(Stored entries)

───

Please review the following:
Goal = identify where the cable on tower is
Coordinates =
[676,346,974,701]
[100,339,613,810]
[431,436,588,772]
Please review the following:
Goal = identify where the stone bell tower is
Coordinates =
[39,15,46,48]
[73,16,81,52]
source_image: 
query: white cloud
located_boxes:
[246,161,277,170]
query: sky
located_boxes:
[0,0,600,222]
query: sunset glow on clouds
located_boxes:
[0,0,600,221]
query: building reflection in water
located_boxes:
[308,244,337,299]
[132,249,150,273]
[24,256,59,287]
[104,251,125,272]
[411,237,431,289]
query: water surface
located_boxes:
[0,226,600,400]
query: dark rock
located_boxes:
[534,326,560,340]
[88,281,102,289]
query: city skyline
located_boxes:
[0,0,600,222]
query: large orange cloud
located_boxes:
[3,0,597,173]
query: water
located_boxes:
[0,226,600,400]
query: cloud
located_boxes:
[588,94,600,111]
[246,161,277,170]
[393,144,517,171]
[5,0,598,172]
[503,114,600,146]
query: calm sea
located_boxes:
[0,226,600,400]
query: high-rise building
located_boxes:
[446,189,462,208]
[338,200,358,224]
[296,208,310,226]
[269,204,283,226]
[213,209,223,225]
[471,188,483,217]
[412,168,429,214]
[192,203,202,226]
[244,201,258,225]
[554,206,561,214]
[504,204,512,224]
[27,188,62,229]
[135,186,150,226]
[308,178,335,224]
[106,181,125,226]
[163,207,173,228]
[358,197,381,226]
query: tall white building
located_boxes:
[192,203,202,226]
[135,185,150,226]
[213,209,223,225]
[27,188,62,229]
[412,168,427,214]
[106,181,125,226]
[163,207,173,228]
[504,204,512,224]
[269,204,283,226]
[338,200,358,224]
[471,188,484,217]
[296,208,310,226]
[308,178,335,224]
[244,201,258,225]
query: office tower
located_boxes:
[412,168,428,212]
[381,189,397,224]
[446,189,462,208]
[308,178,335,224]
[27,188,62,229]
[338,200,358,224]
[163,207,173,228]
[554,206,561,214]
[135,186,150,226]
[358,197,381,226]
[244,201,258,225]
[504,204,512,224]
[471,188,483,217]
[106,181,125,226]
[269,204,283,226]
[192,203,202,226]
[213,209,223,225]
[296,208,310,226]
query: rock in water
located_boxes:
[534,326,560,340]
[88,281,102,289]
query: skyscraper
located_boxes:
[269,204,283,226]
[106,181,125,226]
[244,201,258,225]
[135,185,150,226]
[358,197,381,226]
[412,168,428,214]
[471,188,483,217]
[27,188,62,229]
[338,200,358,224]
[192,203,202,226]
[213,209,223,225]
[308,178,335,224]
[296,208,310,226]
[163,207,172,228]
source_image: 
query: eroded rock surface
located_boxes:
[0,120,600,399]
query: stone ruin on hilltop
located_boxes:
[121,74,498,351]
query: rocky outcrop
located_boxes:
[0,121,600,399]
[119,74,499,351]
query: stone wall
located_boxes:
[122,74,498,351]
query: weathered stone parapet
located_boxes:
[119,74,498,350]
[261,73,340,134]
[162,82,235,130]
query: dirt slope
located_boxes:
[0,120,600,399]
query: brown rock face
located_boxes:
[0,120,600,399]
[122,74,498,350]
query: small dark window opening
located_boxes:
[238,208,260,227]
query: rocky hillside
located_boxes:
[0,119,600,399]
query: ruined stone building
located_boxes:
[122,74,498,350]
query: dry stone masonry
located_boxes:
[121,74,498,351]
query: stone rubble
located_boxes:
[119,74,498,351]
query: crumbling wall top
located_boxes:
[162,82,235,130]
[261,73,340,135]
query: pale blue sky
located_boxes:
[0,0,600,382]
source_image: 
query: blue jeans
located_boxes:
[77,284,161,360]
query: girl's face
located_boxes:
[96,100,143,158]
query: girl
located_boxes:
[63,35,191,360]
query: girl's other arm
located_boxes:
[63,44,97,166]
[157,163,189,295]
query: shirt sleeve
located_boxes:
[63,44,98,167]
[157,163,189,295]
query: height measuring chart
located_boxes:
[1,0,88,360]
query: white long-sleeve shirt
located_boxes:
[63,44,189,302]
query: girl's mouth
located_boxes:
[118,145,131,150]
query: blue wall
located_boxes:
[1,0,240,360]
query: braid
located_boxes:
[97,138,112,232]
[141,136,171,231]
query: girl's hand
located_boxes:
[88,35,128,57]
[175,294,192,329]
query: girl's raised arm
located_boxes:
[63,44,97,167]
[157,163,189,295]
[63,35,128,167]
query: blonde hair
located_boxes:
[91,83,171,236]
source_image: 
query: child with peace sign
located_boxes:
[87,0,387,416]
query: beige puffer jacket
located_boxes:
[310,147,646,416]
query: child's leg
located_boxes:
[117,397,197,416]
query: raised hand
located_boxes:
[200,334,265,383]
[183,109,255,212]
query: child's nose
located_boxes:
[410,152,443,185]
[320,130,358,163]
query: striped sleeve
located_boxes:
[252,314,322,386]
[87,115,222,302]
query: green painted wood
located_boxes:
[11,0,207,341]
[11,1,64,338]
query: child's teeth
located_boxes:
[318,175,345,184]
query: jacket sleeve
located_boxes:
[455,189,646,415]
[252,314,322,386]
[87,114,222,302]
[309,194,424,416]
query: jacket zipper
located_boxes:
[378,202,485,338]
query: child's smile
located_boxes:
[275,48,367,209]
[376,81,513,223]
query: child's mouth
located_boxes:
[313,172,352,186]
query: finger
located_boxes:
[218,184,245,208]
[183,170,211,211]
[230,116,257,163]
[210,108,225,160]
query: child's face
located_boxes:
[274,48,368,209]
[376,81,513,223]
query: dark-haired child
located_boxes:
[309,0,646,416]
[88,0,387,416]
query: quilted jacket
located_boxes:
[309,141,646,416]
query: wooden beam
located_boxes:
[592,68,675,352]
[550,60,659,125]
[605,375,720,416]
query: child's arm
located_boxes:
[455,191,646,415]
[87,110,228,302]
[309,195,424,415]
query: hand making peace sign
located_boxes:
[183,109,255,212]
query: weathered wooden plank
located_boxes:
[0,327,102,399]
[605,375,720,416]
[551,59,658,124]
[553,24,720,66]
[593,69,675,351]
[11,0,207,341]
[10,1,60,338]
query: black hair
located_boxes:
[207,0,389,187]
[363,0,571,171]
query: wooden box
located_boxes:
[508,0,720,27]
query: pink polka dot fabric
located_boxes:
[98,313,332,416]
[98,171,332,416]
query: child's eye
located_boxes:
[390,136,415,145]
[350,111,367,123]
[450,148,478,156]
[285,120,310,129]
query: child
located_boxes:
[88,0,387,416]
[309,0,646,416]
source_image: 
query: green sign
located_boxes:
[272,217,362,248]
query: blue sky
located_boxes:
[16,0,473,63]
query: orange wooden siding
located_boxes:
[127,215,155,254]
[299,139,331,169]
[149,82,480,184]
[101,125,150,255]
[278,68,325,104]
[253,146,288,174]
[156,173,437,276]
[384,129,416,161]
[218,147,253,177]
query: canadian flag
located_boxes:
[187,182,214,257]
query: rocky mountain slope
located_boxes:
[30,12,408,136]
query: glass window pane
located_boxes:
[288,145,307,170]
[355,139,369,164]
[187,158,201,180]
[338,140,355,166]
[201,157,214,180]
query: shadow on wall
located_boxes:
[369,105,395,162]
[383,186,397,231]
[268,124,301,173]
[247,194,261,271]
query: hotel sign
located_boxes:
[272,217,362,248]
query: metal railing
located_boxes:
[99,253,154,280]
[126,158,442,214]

───

■ **Requirements**: Turn every line of the rows above into a numbered list, leaving out any blank lines.

■ **The output**:
1. Please review the following:
2. Goal = identify where the cable on tower is
3. Coordinates =
4. [676,346,974,701]
5. [100,339,613,810]
6. [431,436,588,772]
7. Please review the following:
8. Goal = identify where the stone bell tower is
9. Coordinates =
10. [39,15,46,48]
11. [73,16,81,52]
12. source_image: 
13. query: white cloud
14. located_boxes:
15. [246,161,277,170]
16. query: sky
17. located_boxes:
18. [0,0,600,222]
19. query: sunset glow on clouds
20. located_boxes:
21. [0,0,600,221]
22. query: building reflection in water
23. located_boxes:
24. [308,244,337,299]
25. [132,249,150,273]
26. [24,256,59,287]
27. [104,251,125,272]
28. [411,237,431,289]
29. query: water surface
30. located_boxes:
31. [0,226,600,400]
32. query: dark rock
33. located_boxes:
34. [534,326,560,340]
35. [88,281,102,289]
36. query: city skyline
37. located_boxes:
38. [0,0,600,222]
39. query: large orange cloud
40. located_boxes:
41. [3,0,597,173]
42. query: water
43. located_boxes:
44. [0,226,600,400]
45. query: cloud
46. located_boxes:
47. [588,94,600,111]
48. [246,161,277,170]
49. [393,144,517,171]
50. [5,0,598,172]
51. [503,114,600,146]
52. query: calm sea
53. located_boxes:
54. [0,226,600,400]
55. query: high-rise building
56. located_boxes:
57. [446,189,462,208]
58. [338,200,358,224]
59. [296,208,310,226]
60. [269,204,283,226]
61. [213,209,223,225]
62. [471,188,483,217]
63. [412,168,429,214]
64. [192,203,202,226]
65. [244,201,258,225]
66. [554,206,561,214]
67. [504,204,512,224]
68. [27,188,62,229]
69. [135,186,150,226]
70. [308,178,335,224]
71. [106,181,125,226]
72. [163,207,173,228]
73. [358,197,381,226]
74. query: tall white building
75. located_boxes:
76. [192,203,202,226]
77. [135,185,150,226]
78. [213,209,223,225]
79. [27,188,62,229]
80. [412,168,427,214]
81. [106,181,125,226]
82. [163,207,173,228]
83. [504,204,512,224]
84. [269,204,283,226]
85. [338,200,358,224]
86. [471,188,484,217]
87. [296,208,310,226]
88. [308,178,335,224]
89. [244,201,258,225]
90. query: office tower
91. located_boxes:
92. [412,168,428,212]
93. [381,189,397,224]
94. [446,189,462,208]
95. [308,178,335,224]
96. [27,188,62,229]
97. [338,200,358,224]
98. [163,207,173,228]
99. [554,206,561,214]
100. [135,186,150,226]
101. [358,197,381,226]
102. [244,201,258,225]
103. [504,204,512,224]
104. [471,188,483,217]
105. [106,181,125,226]
106. [269,204,283,226]
107. [192,203,202,226]
108. [213,209,223,225]
109. [296,208,310,226]
110. query: rock in water
111. located_boxes:
112. [534,326,560,340]
113. [88,281,102,289]
114. query: skyscraper
115. located_boxes:
116. [269,204,283,226]
117. [106,181,125,226]
118. [244,201,258,225]
119. [135,185,150,226]
120. [358,197,381,226]
121. [412,168,428,214]
122. [471,188,483,217]
123. [27,188,62,229]
124. [338,200,358,224]
125. [192,203,202,226]
126. [213,209,223,225]
127. [308,178,335,224]
128. [296,208,310,226]
129. [163,207,172,228]
130. source_image: 
131. query: eroded rock surface
132. located_boxes:
133. [0,120,600,399]
134. query: stone ruin on hilltop
135. located_boxes:
136. [121,74,498,351]
137. query: rocky outcrop
138. located_boxes:
139. [0,121,600,399]
140. [119,74,499,351]
141. query: stone wall
142. located_boxes:
143. [122,74,498,351]
144. query: weathered stone parapet
145. located_boxes:
146. [119,74,498,350]
147. [261,73,340,134]
148. [162,82,235,130]
149. query: dirt slope
150. located_boxes:
151. [0,120,600,399]
152. query: brown rock face
153. located_boxes:
154. [0,120,600,399]
155. [122,74,498,350]
156. query: small dark window opening
157. located_boxes:
158. [238,208,260,227]
159. query: rocky hillside
160. located_boxes:
161. [0,119,600,399]
162. query: ruined stone building
163. located_boxes:
164. [122,74,498,350]
165. query: dry stone masonry
166. located_boxes:
167. [121,74,498,351]
168. query: stone rubble
169. located_boxes:
170. [119,74,498,351]
171. query: crumbling wall top
172. located_boxes:
173. [162,82,235,130]
174. [261,73,340,135]
175. query: pale blue sky
176. located_boxes:
177. [0,0,600,382]
178. source_image: 
179. query: blue jeans
180. located_boxes:
181. [77,284,161,360]
182. query: girl's face
183. located_boxes:
184. [96,100,143,158]
185. query: girl
186. located_boxes:
187. [63,35,191,360]
188. query: girl's other arm
189. located_boxes:
190. [63,44,97,166]
191. [157,163,189,295]
192. query: shirt sleeve
193. located_boxes:
194. [63,44,98,167]
195. [157,163,189,295]
196. query: height measuring chart
197. located_boxes:
198. [1,0,88,360]
199. query: white long-sleeve shirt
200. located_boxes:
201. [63,44,189,302]
202. query: girl's mouth
203. located_boxes:
204. [118,145,131,150]
205. query: blue wall
206. located_boxes:
207. [1,0,240,360]
208. query: braid
209. located_boxes:
210. [97,138,112,232]
211. [141,136,171,231]
212. query: girl's hand
213. located_boxes:
214. [88,35,128,57]
215. [175,294,192,329]
216. query: girl's raised arm
217. located_boxes:
218. [63,44,97,167]
219. [157,163,189,295]
220. [63,35,128,167]
221. query: blonde hair
222. located_boxes:
223. [91,83,171,236]
224. source_image: 
225. query: child with peace sign
226. located_boxes:
227. [87,0,387,416]
228. query: beige puffer jacket
229. located_boxes:
230. [310,147,646,416]
231. query: child's leg
232. located_boxes:
233. [117,397,197,416]
234. query: raised hand
235. located_boxes:
236. [200,334,265,383]
237. [183,109,255,212]
238. query: child's nose
239. located_boxes:
240. [410,152,443,185]
241. [320,130,358,163]
242. query: striped sleeve
243. located_boxes:
244. [252,314,322,386]
245. [87,115,222,302]
246. query: green painted wood
247. located_boxes:
248. [11,0,207,341]
249. [11,1,64,338]
250. query: child's teeth
251. located_boxes:
252. [318,175,345,184]
253. query: jacket sleeve
254. located_boxes:
255. [455,189,646,415]
256. [252,314,322,386]
257. [87,114,222,302]
258. [309,194,424,416]
259. query: jacket zipper
260. located_boxes:
261. [378,202,485,338]
262. query: child's smile
263. located_boxes:
264. [275,48,367,209]
265. [376,81,513,223]
266. query: child's mouth
267. located_boxes:
268. [313,172,352,186]
269. query: finger
270. located_boxes:
271. [218,184,245,208]
272. [183,170,211,211]
273. [230,116,257,163]
274. [210,108,225,160]
275. query: child's face
276. located_boxes:
277. [274,48,368,209]
278. [376,81,513,223]
279. query: dark-haired child
280. located_boxes:
281. [309,0,646,416]
282. [88,0,387,416]
283. query: quilted jacket
284. located_boxes:
285. [309,141,646,416]
286. query: wooden beam
287. located_boxes:
288. [592,68,675,352]
289. [550,60,659,125]
290. [605,375,720,416]
291. query: child's arm
292. located_boxes:
293. [455,191,646,415]
294. [87,110,228,302]
295. [309,195,424,415]
296. query: hand making peace sign
297. located_boxes:
298. [183,109,255,212]
299. query: weathered wooden plank
300. located_boxes:
301. [0,327,102,399]
302. [605,375,720,416]
303. [551,59,658,124]
304. [553,24,720,66]
305. [593,69,675,351]
306. [11,0,207,341]
307. [10,1,60,338]
308. query: black hair
309. located_boxes:
310. [207,0,389,187]
311. [363,0,571,171]
312. query: wooden box
313. located_boxes:
314. [508,0,720,27]
315. query: pink polka dot fabric
316. located_boxes:
317. [98,313,332,416]
318. [98,171,332,416]
319. query: child's eye
320. located_boxes:
321. [390,136,415,145]
322. [350,111,367,123]
323. [450,148,478,156]
324. [285,120,310,129]
325. query: child
326. located_boxes:
327. [88,0,387,416]
328. [309,0,646,416]
329. source_image: 
330. query: green sign
331. located_boxes:
332. [272,217,362,248]
333. query: blue sky
334. located_boxes:
335. [16,0,473,63]
336. query: orange wooden siding
337. located_boxes:
338. [127,215,155,254]
339. [299,139,331,169]
340. [149,82,480,184]
341. [101,125,150,255]
342. [278,68,325,104]
343. [253,146,288,174]
344. [156,173,437,276]
345. [384,129,416,161]
346. [218,147,253,177]
347. query: canadian flag
348. located_boxes:
349. [187,182,214,257]
350. query: rocky mountain slope
351. located_boxes:
352. [30,12,408,136]
353. query: glass window pane
354. located_boxes:
355. [288,145,307,170]
356. [355,139,369,164]
357. [187,158,201,180]
358. [338,140,355,166]
359. [201,157,214,180]
360. query: shadow on wall
361. located_boxes:
362. [369,105,395,162]
363. [383,186,397,231]
364. [268,124,301,173]
365. [247,194,261,271]
366. query: hotel sign
367. located_boxes:
368. [272,217,362,248]
369. query: metal railing
370. located_boxes:
371. [99,253,154,280]
372. [126,158,442,214]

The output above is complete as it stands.